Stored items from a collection
Start of Block

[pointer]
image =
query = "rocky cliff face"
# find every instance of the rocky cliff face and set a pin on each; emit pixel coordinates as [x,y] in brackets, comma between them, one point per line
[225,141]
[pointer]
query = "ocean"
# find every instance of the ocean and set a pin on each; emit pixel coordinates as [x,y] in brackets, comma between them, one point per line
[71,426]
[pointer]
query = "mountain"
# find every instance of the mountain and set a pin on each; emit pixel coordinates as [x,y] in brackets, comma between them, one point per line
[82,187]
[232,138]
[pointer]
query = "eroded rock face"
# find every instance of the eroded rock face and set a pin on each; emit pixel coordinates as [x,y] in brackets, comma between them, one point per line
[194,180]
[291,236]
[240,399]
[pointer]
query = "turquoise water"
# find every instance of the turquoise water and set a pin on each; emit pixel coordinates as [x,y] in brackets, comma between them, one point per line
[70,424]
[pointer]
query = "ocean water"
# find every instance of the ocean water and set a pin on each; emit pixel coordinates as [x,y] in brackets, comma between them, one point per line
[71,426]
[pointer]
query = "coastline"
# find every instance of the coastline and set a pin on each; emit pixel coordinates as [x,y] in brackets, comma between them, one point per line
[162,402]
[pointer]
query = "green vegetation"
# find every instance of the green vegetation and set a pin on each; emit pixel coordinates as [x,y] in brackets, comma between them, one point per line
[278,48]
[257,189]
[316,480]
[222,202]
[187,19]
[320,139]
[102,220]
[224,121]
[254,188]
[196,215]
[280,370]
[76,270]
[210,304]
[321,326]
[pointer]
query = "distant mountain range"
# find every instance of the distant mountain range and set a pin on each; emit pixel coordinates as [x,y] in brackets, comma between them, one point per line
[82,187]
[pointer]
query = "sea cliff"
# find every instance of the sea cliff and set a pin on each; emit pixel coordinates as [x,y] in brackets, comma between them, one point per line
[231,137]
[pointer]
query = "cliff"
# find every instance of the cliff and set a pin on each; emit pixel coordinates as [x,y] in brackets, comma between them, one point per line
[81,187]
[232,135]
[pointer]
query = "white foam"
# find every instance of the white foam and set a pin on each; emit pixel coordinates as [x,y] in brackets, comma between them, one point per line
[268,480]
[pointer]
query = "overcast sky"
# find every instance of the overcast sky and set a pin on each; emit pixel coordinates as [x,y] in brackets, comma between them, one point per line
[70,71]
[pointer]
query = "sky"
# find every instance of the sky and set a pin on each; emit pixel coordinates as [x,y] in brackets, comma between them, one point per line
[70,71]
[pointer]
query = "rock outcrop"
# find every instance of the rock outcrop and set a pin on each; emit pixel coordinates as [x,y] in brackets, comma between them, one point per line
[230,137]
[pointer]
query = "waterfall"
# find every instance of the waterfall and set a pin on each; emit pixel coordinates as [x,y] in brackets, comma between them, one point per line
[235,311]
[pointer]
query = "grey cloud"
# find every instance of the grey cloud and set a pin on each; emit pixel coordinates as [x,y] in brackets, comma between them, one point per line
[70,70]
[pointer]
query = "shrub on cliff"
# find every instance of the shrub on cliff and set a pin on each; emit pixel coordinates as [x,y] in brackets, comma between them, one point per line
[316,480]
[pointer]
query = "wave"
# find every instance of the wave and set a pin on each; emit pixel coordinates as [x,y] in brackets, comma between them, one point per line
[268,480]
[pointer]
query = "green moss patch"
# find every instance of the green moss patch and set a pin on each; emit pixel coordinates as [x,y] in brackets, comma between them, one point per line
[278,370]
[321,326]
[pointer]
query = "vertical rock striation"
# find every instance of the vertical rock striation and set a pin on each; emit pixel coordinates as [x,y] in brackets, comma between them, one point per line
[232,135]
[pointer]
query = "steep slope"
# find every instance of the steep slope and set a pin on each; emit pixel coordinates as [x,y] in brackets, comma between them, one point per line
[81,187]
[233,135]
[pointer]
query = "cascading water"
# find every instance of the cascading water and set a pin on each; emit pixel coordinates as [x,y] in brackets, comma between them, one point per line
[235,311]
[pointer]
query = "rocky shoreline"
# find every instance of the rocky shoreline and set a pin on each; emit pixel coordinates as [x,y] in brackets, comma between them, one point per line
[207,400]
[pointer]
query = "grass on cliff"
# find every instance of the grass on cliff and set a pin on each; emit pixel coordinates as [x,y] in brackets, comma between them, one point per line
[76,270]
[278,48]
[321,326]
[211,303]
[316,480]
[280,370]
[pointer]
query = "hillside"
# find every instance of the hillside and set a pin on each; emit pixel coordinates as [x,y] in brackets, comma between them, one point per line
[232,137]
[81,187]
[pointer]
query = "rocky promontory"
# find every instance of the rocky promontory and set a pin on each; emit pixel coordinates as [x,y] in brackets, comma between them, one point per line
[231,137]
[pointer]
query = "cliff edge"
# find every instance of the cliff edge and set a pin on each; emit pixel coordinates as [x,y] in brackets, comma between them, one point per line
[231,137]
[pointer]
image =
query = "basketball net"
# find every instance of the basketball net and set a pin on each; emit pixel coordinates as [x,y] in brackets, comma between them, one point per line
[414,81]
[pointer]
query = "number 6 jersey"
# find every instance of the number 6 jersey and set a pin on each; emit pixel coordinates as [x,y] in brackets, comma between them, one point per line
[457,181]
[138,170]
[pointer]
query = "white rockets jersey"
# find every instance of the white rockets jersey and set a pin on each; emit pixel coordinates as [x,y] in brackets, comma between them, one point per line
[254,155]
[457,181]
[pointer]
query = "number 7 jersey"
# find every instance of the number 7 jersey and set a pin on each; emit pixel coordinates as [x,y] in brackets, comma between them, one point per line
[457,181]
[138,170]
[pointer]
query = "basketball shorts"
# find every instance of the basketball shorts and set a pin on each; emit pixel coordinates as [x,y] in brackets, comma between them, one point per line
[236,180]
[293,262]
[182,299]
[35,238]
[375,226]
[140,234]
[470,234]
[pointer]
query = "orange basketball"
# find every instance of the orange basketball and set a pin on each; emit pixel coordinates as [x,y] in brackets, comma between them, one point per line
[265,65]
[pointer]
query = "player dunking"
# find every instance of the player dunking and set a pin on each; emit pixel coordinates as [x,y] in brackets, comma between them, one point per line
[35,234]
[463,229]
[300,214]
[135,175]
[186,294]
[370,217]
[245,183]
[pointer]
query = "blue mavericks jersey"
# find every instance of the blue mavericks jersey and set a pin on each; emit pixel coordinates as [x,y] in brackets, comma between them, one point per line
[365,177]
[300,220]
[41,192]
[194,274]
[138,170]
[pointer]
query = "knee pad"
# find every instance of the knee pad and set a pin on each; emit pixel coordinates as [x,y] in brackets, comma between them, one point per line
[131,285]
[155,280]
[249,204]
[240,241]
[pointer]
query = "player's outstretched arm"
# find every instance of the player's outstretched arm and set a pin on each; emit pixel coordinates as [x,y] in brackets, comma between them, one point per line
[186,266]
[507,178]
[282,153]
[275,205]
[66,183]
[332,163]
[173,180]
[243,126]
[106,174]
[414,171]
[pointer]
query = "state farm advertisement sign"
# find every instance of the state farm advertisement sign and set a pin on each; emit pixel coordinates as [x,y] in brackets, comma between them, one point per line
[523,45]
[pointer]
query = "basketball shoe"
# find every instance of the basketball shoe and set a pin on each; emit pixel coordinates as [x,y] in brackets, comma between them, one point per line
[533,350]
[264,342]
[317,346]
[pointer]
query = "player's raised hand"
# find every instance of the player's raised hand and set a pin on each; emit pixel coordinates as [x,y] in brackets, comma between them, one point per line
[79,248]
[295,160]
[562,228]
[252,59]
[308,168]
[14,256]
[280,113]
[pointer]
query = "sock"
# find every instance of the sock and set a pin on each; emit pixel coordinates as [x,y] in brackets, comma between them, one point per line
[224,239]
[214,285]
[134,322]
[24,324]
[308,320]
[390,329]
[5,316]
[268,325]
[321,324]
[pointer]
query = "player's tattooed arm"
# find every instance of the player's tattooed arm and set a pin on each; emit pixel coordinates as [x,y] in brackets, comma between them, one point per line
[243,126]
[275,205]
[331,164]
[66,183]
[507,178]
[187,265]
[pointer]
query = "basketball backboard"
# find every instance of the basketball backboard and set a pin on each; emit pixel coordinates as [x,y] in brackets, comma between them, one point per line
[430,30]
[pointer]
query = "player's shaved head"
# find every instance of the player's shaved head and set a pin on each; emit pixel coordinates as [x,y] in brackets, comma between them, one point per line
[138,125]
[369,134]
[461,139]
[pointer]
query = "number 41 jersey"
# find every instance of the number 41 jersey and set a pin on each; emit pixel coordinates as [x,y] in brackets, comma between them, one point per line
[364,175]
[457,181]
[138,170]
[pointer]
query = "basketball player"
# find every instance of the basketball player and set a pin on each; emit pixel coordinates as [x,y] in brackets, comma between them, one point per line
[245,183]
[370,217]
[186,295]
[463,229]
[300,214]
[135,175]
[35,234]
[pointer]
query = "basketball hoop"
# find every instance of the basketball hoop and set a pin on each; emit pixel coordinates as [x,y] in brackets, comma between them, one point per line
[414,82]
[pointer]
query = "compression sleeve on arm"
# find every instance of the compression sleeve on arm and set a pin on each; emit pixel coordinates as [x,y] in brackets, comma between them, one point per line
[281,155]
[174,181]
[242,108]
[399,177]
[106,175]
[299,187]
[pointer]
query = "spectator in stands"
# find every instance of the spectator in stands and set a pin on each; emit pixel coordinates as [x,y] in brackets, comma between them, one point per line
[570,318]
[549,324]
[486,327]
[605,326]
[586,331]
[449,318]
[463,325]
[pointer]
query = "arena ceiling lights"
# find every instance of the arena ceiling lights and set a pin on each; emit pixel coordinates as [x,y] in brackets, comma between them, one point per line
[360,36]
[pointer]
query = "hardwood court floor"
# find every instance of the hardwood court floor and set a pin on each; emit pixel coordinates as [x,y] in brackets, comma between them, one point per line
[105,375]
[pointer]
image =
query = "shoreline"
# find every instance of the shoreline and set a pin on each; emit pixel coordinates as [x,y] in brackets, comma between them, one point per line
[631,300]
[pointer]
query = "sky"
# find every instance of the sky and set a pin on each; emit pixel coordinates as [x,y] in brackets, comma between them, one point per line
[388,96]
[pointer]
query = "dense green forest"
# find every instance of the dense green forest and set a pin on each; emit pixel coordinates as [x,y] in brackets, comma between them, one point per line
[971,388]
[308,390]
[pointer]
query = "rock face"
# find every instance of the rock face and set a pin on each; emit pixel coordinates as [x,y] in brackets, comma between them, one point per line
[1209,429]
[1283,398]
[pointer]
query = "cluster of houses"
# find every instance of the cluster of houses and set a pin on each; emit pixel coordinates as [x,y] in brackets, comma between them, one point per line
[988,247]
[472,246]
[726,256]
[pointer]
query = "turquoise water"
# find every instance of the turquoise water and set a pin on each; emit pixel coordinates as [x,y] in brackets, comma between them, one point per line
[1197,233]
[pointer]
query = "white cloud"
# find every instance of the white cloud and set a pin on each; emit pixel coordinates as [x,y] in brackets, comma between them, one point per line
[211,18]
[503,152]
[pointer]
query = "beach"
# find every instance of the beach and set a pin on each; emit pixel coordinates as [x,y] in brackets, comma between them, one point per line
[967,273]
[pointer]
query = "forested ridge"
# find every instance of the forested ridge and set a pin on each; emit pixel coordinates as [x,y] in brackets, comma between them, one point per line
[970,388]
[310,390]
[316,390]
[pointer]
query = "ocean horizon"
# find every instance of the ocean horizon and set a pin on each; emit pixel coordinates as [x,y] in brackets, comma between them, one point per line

End of Block

# EXERCISE:
Would you filter the records and copy out each line containing "horizon"?

# RESPONSE:
query = "ocean horizon"
# find every instance of the ocean horizon and set a pin on each; emit pixel coordinates as [x,y] in brackets, comma between them, one point per line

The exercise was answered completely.